[Photo-based referring expression data]
----------------------------------------
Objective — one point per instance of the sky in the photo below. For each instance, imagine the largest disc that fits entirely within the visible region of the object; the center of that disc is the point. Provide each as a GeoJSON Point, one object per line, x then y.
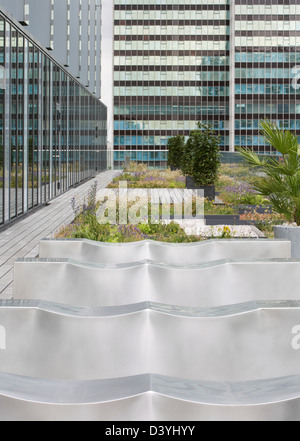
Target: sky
{"type": "Point", "coordinates": [107, 63]}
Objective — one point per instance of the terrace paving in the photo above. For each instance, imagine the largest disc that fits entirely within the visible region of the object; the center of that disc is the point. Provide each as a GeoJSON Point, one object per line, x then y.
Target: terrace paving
{"type": "Point", "coordinates": [21, 239]}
----------------------------------------
#### EXERCISE DETAILS:
Your answer must be an exact copy of every entry, with no pictures in it.

#### RESULT OF THIS TASK:
Objective — one point per instance of the sky in the photo below. For each instance, imagine the largest disc that fits entirely within the visible region of the object; the center of that disc is the point. Provide each as a GeoJSON Point, one object per line, x then y.
Target: sky
{"type": "Point", "coordinates": [107, 63]}
Objective — one point per instance of the terrace paving in the photo above. For each instance, imagine the largest disc that fits entirely within the visible region of the object; the center of that disc is the point. Provide each as a GeoJSON Point, one object per line, x then y.
Target: terrace paving
{"type": "Point", "coordinates": [21, 239]}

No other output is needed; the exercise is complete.